_PROBLEM DETAILS_:
Extract every line of the entries below that contains the string "hindwing", matching case exactly.

— Start GIVEN ENTRIES —

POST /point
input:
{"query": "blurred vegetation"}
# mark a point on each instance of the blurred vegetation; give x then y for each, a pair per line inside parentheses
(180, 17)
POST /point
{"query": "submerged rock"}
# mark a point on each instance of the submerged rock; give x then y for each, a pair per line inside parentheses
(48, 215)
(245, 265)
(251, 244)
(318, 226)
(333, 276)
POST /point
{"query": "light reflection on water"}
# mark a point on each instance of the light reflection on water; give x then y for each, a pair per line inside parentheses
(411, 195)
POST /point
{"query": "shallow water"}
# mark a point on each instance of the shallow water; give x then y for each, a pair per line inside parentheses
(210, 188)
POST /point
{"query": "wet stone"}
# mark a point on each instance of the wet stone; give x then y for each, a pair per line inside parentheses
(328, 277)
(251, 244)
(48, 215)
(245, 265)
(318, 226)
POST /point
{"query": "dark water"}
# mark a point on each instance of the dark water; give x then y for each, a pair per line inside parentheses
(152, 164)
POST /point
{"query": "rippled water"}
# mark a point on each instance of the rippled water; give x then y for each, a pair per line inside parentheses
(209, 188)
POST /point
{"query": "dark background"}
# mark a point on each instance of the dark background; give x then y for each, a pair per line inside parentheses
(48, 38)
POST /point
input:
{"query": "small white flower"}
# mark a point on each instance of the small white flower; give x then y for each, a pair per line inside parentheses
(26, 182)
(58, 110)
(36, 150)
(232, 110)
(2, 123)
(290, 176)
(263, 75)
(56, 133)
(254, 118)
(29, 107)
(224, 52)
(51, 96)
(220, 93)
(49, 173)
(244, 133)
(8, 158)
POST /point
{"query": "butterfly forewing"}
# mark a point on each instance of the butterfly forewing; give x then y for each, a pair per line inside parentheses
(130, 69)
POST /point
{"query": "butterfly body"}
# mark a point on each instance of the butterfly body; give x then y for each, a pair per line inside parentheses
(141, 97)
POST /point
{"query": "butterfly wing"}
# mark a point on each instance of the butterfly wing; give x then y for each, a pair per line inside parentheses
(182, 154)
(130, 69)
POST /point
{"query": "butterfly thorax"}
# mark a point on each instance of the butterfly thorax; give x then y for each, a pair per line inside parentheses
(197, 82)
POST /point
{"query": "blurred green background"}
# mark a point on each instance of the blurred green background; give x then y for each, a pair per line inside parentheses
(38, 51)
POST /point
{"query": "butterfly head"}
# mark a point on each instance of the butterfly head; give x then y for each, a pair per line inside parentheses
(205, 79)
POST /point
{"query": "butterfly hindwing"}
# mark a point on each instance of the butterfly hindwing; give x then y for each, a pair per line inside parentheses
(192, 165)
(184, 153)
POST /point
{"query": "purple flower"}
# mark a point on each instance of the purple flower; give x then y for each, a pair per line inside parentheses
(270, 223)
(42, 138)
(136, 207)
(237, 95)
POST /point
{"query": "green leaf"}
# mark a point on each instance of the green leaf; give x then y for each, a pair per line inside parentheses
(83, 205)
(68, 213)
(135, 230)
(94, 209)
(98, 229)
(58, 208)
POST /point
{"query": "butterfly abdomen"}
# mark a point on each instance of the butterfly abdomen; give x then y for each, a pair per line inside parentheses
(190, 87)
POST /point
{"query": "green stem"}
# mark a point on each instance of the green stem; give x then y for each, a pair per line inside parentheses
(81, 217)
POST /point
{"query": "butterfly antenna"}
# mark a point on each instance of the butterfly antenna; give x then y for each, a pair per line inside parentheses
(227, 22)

— End GIVEN ENTRIES —

_OUTPUT OF THE TASK_:
{"query": "butterfly hindwing"}
# mark a point on each instance of the butterfly hindwing; give x then y for each, a pair per line inside parentheses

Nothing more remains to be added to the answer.